SET EXERCISE
List every year that the book review below gives as a four-digit number, in the order they appear.

READING PASSAGE
————
Empress: Queen Victoria and India by Miles Taylor

Reviewed by Ian Lipke

Miles Taylor’s mammoth study of the relationship between Queen Victoria and India is a pleasing, authoritative, engaging, scholarly piece of writing that should be read by all those with an interest in ways that a queen, as distinct from the government she heads, builds and maintains the governance and respect of a colonial people. The title is critical in understanding that we are discussing a personal engagement. It is the ways in which the Queen engages with India that is important.

The book is structured around three themes, each interwoven through the chronological narrative. The first is described as the agency of the queen. We tend to see her in the same light in which we view her successors. It is more accurate to think of her as representing the extension of the eighteenth century absolute monarch – the Franz Josephs of Austria, the Romanovs of Russia, and Napoleon the Third in France rather than as a constitutional monarch. She was a dynastic imperial ruler. As Franklin states, she has been silenced too long. The second theme investigates the uses to which the Government of India put the name and fame of the queen, while the third theme is the diffusion of representations of Queen Victoria in Indian political culture.

Franklin begins with a provocation that we grow used to as the book progresses. ‘There has never been a full study of the British monarchy and India’ he tells us. We know that Queen Victoria personified British rule in India for almost half a century, formally from 1858, when the Crown took over from the East India Company and by statute from 1876 when she assumed the title of Empress of India. At the outset of the Indian rebellion of 1857 comes a time when we learn about the changing place of India in Victoria’s own statecraft. The queen was perceived as a final court of appeal. The Awadhi court episode emphasizes how “Victoria was a Christian queen within a European culture infused with a heightened sense of religious difference and superiority…she was not neutral when it came to the Christian religion” (65). What historians have overlooked completely is “the extent to which the queen’s proclamation loomed large in both the projection of British power in India after 1858, and the ways in which it was debated and contested. To re-establish control after the rebellion, the queen’s status, and the queen’s image, were played out by the Government of India in an unprecedented fashion…the guarantees of equality given in the queen’s proclamation created a discursive space within which Indian claims for inclusion within the imperial polity might be made” (88).

A great-grandson Louis Mountbatten was there in 1947 as the last British viceroy when the curtain came down on the Raj. When we try to name studies about the monarchy-Indian relationship, we quickly find that Franklin is right. The books that are of any value assess the Crown and India, and not the Queen. It is the Crown and not its wearer that has received attention.
————
EXTRACTED RECORDS
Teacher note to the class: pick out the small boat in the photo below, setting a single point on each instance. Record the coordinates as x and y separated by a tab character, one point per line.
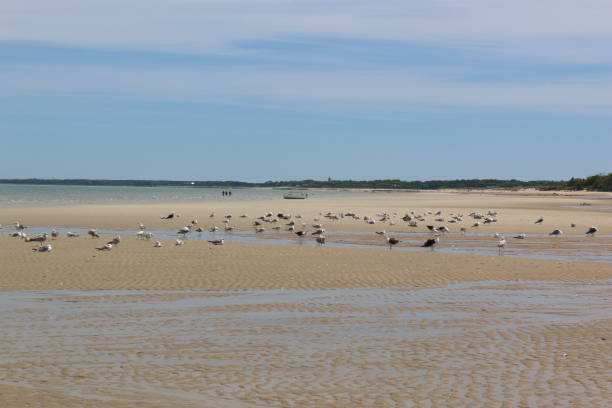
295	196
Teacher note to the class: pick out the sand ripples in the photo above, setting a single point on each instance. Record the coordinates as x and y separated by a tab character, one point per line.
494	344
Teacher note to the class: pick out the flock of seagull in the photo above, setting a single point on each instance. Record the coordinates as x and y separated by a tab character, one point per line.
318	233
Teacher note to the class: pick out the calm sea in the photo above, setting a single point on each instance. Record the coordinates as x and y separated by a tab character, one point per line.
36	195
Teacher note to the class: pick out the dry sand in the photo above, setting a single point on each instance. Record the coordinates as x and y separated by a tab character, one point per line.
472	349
————
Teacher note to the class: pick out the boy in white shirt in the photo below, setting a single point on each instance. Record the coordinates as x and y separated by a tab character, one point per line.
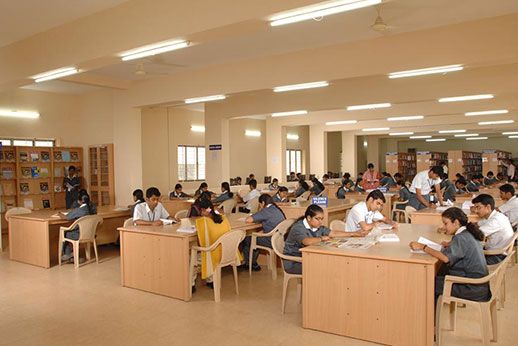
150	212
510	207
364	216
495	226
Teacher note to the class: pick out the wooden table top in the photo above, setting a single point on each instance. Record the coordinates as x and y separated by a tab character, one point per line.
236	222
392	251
————
OUTPUT OF THE TASK
1858, 1876, 1857, 1947